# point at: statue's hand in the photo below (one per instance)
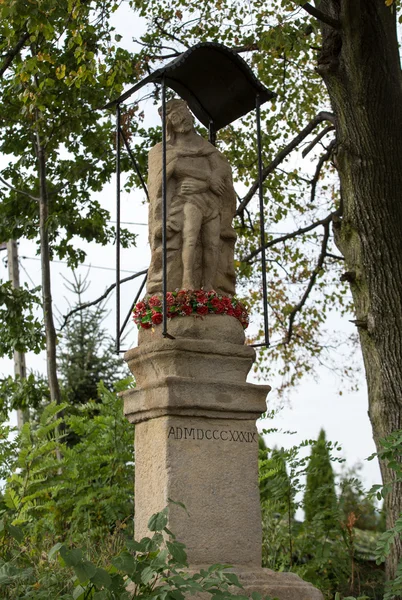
(218, 186)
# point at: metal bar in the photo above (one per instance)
(133, 304)
(212, 133)
(135, 164)
(164, 210)
(118, 229)
(262, 221)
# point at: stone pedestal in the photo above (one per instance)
(196, 442)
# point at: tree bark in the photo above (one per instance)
(360, 66)
(50, 331)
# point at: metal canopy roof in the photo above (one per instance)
(216, 83)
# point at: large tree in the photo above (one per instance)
(59, 64)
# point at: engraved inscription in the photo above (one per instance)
(192, 433)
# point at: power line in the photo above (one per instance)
(64, 262)
(128, 223)
(26, 272)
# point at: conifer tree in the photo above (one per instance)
(87, 354)
(320, 497)
(275, 487)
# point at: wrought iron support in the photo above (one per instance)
(212, 133)
(117, 228)
(164, 210)
(262, 222)
(135, 164)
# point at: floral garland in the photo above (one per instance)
(188, 302)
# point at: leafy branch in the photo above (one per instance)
(321, 16)
(104, 295)
(293, 234)
(322, 116)
(311, 283)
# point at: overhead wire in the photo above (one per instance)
(64, 262)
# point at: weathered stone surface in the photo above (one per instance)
(284, 586)
(201, 203)
(210, 465)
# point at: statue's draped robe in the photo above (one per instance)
(205, 154)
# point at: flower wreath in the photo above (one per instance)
(188, 302)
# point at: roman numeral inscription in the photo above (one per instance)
(224, 435)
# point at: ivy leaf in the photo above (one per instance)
(158, 521)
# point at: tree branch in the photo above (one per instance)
(105, 295)
(317, 139)
(320, 16)
(293, 234)
(17, 190)
(320, 263)
(320, 164)
(13, 53)
(322, 116)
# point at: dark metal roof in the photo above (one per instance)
(217, 84)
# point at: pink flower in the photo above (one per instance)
(157, 318)
(201, 297)
(170, 299)
(154, 301)
(186, 309)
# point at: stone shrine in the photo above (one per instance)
(196, 440)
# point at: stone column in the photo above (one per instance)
(196, 442)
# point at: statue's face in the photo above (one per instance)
(179, 117)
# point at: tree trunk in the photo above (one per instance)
(360, 66)
(46, 286)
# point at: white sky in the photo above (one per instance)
(313, 405)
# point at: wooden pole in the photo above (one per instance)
(19, 357)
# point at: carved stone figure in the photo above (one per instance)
(201, 203)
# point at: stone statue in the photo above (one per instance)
(201, 203)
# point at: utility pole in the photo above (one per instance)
(19, 357)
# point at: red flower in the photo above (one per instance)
(181, 297)
(217, 305)
(154, 301)
(201, 297)
(170, 299)
(186, 309)
(157, 318)
(226, 302)
(238, 312)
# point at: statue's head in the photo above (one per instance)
(178, 118)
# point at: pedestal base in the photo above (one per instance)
(284, 586)
(196, 442)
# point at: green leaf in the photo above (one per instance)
(15, 532)
(101, 578)
(177, 550)
(54, 549)
(158, 521)
(71, 557)
(85, 570)
(124, 562)
(147, 575)
(79, 593)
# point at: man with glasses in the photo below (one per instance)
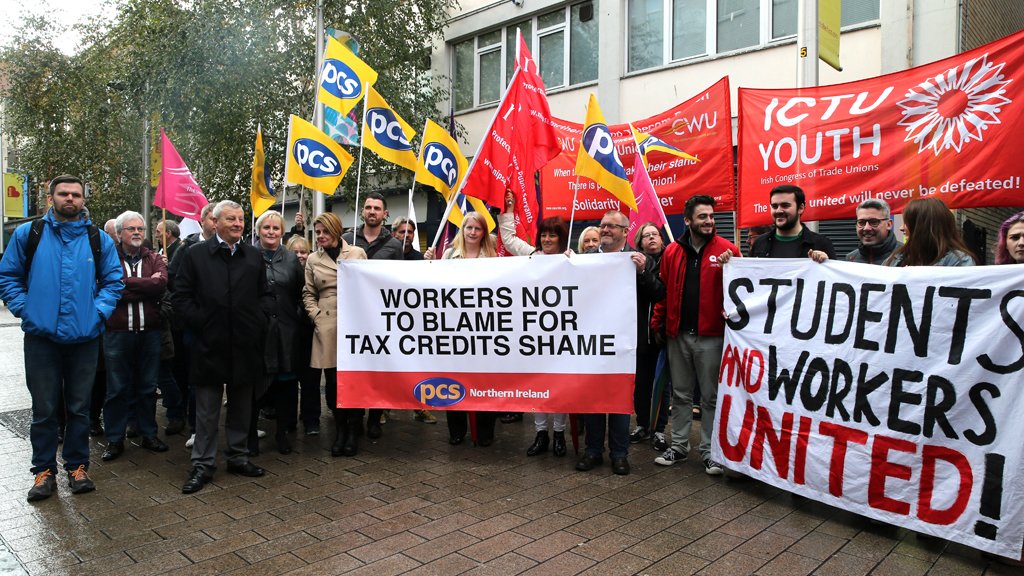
(875, 232)
(131, 345)
(612, 232)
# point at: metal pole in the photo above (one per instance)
(318, 205)
(145, 170)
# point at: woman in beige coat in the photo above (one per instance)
(321, 299)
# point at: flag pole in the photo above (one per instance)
(472, 162)
(358, 173)
(643, 161)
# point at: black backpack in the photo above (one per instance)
(36, 234)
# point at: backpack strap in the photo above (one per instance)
(35, 234)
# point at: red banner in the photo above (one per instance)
(699, 126)
(945, 129)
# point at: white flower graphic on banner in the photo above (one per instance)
(956, 107)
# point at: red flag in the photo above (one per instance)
(647, 209)
(178, 192)
(519, 141)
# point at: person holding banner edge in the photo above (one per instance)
(321, 299)
(689, 320)
(553, 235)
(378, 244)
(471, 242)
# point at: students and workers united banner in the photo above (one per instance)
(896, 399)
(503, 334)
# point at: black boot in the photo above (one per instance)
(540, 445)
(558, 444)
(351, 445)
(341, 435)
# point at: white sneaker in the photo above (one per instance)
(670, 457)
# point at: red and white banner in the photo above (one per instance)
(502, 334)
(699, 126)
(945, 129)
(896, 399)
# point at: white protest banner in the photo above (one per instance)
(892, 393)
(539, 333)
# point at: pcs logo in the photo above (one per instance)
(439, 392)
(598, 144)
(441, 163)
(386, 129)
(315, 159)
(340, 80)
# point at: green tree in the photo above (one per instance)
(213, 70)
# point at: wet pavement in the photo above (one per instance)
(410, 503)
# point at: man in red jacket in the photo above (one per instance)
(689, 319)
(131, 344)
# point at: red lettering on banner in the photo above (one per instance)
(842, 436)
(883, 468)
(930, 455)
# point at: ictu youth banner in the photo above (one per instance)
(699, 126)
(897, 399)
(504, 334)
(943, 129)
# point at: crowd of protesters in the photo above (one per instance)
(213, 315)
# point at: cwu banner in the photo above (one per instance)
(895, 399)
(500, 334)
(699, 126)
(940, 129)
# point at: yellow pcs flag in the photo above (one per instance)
(344, 78)
(313, 160)
(597, 159)
(261, 194)
(442, 167)
(386, 133)
(649, 142)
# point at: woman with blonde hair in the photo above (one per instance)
(471, 242)
(321, 299)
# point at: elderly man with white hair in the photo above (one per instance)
(131, 344)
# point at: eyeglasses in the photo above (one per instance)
(870, 222)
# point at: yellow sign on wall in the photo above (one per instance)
(13, 195)
(829, 22)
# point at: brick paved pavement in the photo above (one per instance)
(410, 503)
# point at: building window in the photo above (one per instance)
(713, 27)
(564, 44)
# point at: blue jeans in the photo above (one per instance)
(619, 435)
(132, 371)
(49, 367)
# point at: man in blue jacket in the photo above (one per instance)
(64, 297)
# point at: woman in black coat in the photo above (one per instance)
(285, 278)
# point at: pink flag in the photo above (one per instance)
(178, 192)
(648, 206)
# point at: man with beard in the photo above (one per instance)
(689, 321)
(875, 231)
(790, 239)
(378, 243)
(131, 345)
(222, 297)
(61, 278)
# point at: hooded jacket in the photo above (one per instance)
(64, 297)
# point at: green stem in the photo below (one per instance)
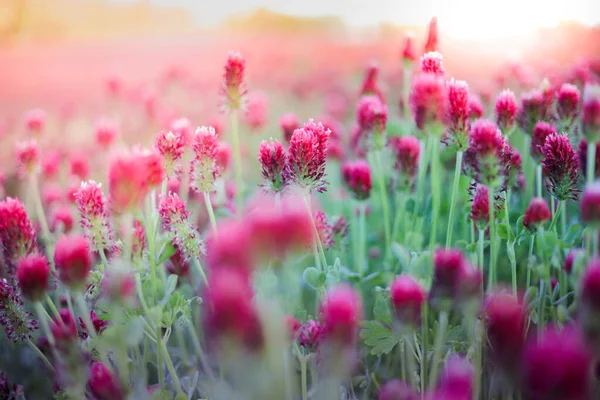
(457, 171)
(435, 189)
(492, 269)
(211, 213)
(39, 353)
(437, 349)
(86, 315)
(556, 214)
(237, 156)
(384, 203)
(591, 161)
(538, 181)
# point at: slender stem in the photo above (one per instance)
(556, 214)
(438, 347)
(39, 353)
(42, 315)
(457, 170)
(211, 213)
(435, 189)
(237, 156)
(86, 315)
(362, 212)
(384, 202)
(591, 161)
(425, 341)
(538, 180)
(492, 269)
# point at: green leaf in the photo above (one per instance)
(167, 251)
(381, 339)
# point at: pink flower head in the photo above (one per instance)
(278, 229)
(35, 121)
(536, 105)
(272, 159)
(257, 110)
(407, 297)
(232, 247)
(230, 309)
(408, 51)
(432, 63)
(341, 313)
(64, 329)
(582, 153)
(370, 86)
(79, 165)
(432, 42)
(61, 220)
(131, 177)
(488, 158)
(171, 146)
(73, 260)
(475, 107)
(537, 214)
(480, 208)
(176, 221)
(28, 157)
(558, 366)
(307, 156)
(590, 204)
(506, 110)
(324, 229)
(93, 214)
(288, 123)
(310, 334)
(427, 99)
(505, 320)
(397, 390)
(51, 161)
(105, 132)
(406, 150)
(233, 81)
(33, 272)
(371, 115)
(204, 169)
(591, 112)
(223, 156)
(104, 384)
(540, 132)
(357, 177)
(18, 323)
(561, 167)
(17, 236)
(567, 103)
(457, 115)
(183, 128)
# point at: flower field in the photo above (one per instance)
(250, 225)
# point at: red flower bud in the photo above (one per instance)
(33, 272)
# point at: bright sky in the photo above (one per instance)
(464, 18)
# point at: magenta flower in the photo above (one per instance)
(457, 114)
(427, 99)
(176, 221)
(94, 216)
(17, 236)
(506, 110)
(307, 156)
(561, 167)
(537, 214)
(273, 159)
(204, 169)
(407, 297)
(357, 178)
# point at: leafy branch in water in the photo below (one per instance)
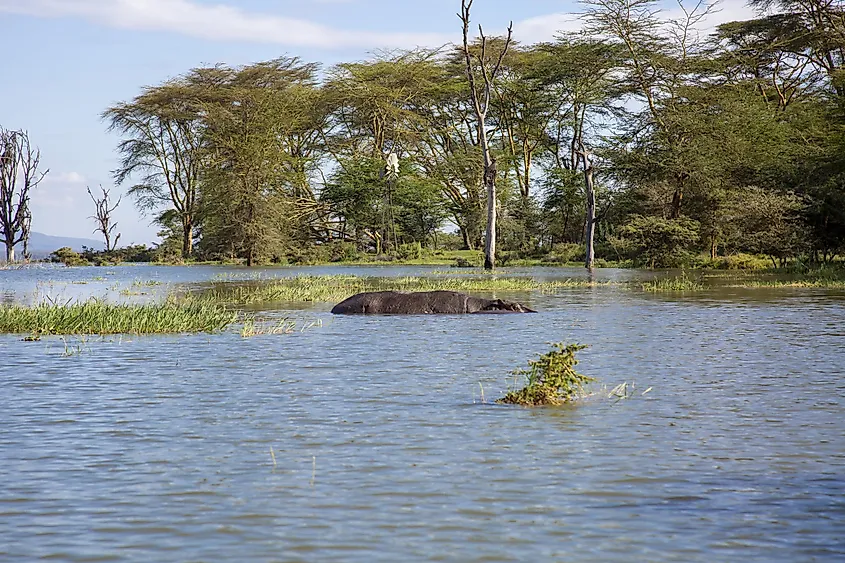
(552, 379)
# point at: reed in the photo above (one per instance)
(679, 283)
(99, 317)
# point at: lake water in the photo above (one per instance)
(375, 438)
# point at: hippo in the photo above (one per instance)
(422, 303)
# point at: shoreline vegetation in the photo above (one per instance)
(217, 305)
(97, 317)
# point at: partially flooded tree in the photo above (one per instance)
(102, 216)
(580, 70)
(481, 96)
(163, 151)
(19, 174)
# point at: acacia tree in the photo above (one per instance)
(19, 174)
(164, 149)
(481, 96)
(659, 60)
(581, 72)
(102, 216)
(251, 184)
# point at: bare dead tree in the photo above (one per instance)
(18, 175)
(103, 218)
(481, 105)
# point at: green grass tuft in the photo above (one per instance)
(680, 283)
(99, 317)
(337, 288)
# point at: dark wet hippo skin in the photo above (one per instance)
(423, 303)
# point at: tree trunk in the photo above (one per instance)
(590, 222)
(465, 235)
(490, 187)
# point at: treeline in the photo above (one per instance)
(672, 144)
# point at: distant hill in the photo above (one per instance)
(41, 245)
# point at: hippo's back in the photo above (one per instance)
(399, 303)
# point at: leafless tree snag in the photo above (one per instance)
(481, 104)
(18, 175)
(103, 218)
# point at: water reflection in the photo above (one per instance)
(159, 448)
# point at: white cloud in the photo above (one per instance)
(547, 27)
(64, 178)
(215, 22)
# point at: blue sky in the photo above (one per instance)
(65, 61)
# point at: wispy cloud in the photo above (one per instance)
(216, 22)
(546, 28)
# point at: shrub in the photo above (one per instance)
(552, 379)
(411, 251)
(564, 252)
(658, 242)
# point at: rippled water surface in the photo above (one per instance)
(374, 439)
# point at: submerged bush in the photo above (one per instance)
(552, 379)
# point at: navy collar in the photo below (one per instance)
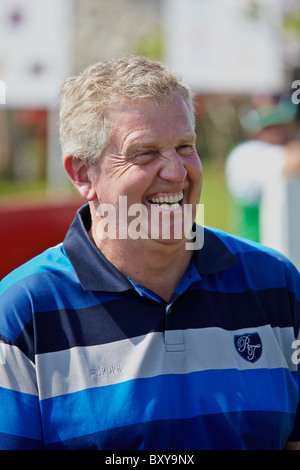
(96, 273)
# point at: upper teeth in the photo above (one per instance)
(167, 199)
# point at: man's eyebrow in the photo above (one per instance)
(152, 144)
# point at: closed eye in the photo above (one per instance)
(185, 150)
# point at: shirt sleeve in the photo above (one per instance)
(20, 421)
(248, 167)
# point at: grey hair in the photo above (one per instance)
(86, 98)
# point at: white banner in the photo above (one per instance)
(225, 46)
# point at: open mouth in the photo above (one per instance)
(173, 202)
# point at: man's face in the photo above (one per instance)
(151, 159)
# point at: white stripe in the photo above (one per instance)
(146, 356)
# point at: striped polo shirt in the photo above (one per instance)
(91, 360)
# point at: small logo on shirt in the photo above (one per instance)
(105, 370)
(249, 346)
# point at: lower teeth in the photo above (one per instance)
(168, 206)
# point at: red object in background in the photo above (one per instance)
(26, 231)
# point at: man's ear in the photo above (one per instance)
(79, 173)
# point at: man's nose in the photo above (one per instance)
(173, 168)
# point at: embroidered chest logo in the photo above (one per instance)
(249, 346)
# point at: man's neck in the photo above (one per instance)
(155, 265)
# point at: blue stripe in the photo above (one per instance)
(9, 442)
(167, 397)
(52, 259)
(260, 264)
(19, 414)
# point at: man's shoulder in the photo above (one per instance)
(29, 287)
(258, 260)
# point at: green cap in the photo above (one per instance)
(257, 119)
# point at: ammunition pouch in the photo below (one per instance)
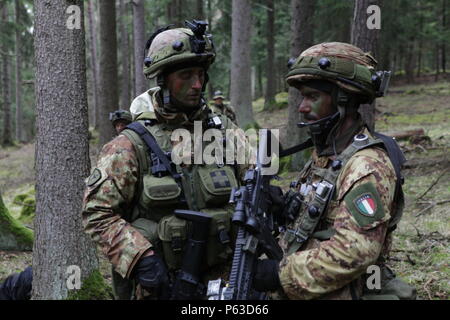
(392, 288)
(215, 184)
(173, 233)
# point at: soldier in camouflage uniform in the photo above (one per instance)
(219, 107)
(341, 211)
(120, 119)
(131, 196)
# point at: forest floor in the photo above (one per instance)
(421, 251)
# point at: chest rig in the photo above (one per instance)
(305, 226)
(164, 187)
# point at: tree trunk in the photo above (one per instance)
(410, 62)
(94, 64)
(108, 88)
(6, 134)
(18, 42)
(269, 99)
(200, 14)
(366, 40)
(444, 46)
(125, 99)
(62, 150)
(302, 38)
(210, 27)
(241, 86)
(139, 45)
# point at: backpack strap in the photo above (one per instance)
(154, 147)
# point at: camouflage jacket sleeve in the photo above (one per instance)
(358, 240)
(243, 146)
(109, 192)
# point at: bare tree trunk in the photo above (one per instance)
(210, 27)
(19, 136)
(302, 38)
(241, 97)
(269, 99)
(444, 46)
(125, 99)
(366, 40)
(108, 88)
(410, 62)
(6, 134)
(200, 14)
(62, 150)
(139, 45)
(94, 64)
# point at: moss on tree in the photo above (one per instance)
(13, 235)
(94, 287)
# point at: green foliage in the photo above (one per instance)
(13, 234)
(94, 287)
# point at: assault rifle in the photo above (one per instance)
(254, 236)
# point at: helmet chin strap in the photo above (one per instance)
(323, 131)
(172, 106)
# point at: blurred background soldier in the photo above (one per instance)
(220, 107)
(120, 119)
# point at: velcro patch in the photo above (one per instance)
(94, 177)
(364, 203)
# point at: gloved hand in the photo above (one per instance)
(275, 200)
(266, 277)
(151, 273)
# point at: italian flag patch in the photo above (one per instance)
(366, 204)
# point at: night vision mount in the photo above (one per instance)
(198, 27)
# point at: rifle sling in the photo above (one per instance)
(154, 147)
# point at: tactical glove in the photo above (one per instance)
(275, 201)
(151, 273)
(266, 277)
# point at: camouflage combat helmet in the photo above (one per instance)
(347, 66)
(218, 95)
(120, 115)
(169, 47)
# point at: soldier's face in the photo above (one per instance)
(119, 126)
(315, 105)
(185, 85)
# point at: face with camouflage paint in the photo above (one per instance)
(185, 86)
(316, 104)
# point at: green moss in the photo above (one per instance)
(253, 125)
(94, 287)
(28, 208)
(13, 235)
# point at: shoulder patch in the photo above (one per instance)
(364, 203)
(94, 177)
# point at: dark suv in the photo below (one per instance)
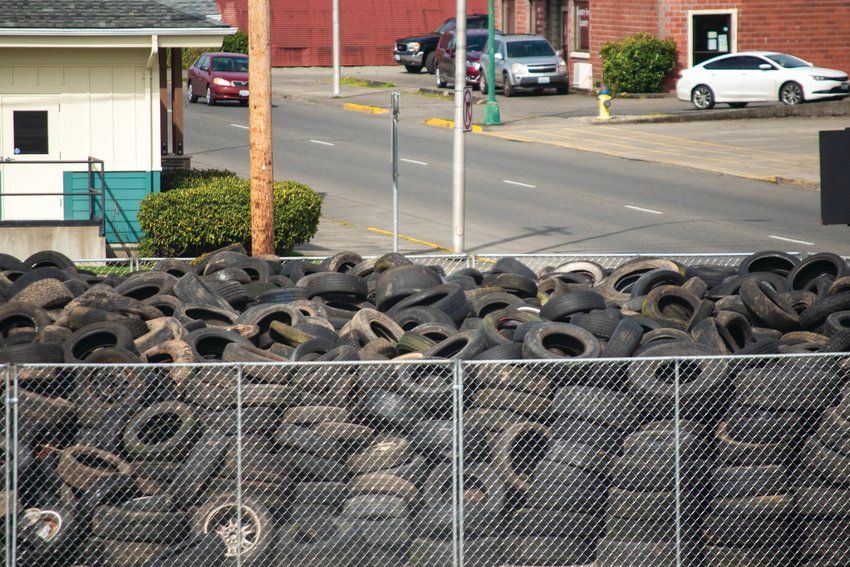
(418, 51)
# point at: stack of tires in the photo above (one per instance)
(176, 418)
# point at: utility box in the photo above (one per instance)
(835, 176)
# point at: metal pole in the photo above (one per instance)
(459, 169)
(491, 111)
(394, 97)
(677, 440)
(336, 45)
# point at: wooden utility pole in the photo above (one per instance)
(260, 120)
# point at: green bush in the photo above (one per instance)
(213, 210)
(637, 63)
(236, 43)
(181, 178)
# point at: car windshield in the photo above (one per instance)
(476, 43)
(231, 64)
(787, 61)
(530, 48)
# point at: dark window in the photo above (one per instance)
(582, 25)
(727, 64)
(30, 127)
(751, 63)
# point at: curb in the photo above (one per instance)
(443, 123)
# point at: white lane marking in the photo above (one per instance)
(509, 182)
(782, 238)
(641, 209)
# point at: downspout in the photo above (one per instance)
(154, 55)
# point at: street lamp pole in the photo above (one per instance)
(491, 110)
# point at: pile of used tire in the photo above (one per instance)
(128, 452)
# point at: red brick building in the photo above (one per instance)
(816, 30)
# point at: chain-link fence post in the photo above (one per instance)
(677, 458)
(239, 371)
(457, 463)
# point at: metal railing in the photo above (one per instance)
(96, 185)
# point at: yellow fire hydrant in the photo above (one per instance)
(604, 98)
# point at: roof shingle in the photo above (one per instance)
(106, 14)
::::
> Stated exercise:
Find the line containing "# point at: stack", then output it and every line after it to the end of the data, exactly.

> Answer to this problem:
# point at: stack of tires in the photo above (one per instance)
(176, 418)
# point at: utility box in the photo above (one per instance)
(835, 176)
# point at: metal pole in the photo above (one per instance)
(459, 169)
(491, 111)
(394, 97)
(677, 440)
(336, 45)
# point at: wooden utility pole in the photo above (one per instance)
(260, 120)
# point at: green bush in the photo above (one per instance)
(213, 210)
(637, 63)
(236, 43)
(181, 178)
# point at: car windshield in the photo above (one per instance)
(476, 43)
(231, 64)
(787, 61)
(530, 48)
# point at: dark window in the photo above (one per instance)
(582, 25)
(727, 64)
(30, 127)
(751, 63)
# point at: curb in the photo above (one per instance)
(443, 123)
# point at: white lane marking in the photo above (one per instance)
(509, 182)
(782, 238)
(641, 209)
# point at: downspout in the photo above (one per instance)
(154, 55)
# point at: street lamp pole in the photo above (one per instance)
(491, 110)
# point at: pile of used tire in the photo above (one per instance)
(128, 452)
# point at: red brick building in the photo above (one per instance)
(816, 30)
# point at: chain-link fence post in the photo above (one per instance)
(677, 458)
(239, 371)
(457, 463)
# point at: metal railing in the photo above (one per instance)
(96, 185)
# point at: yellow fire hydrant in the photo above (one per instance)
(604, 98)
# point at: roof shingle in the photo above (one per instance)
(106, 14)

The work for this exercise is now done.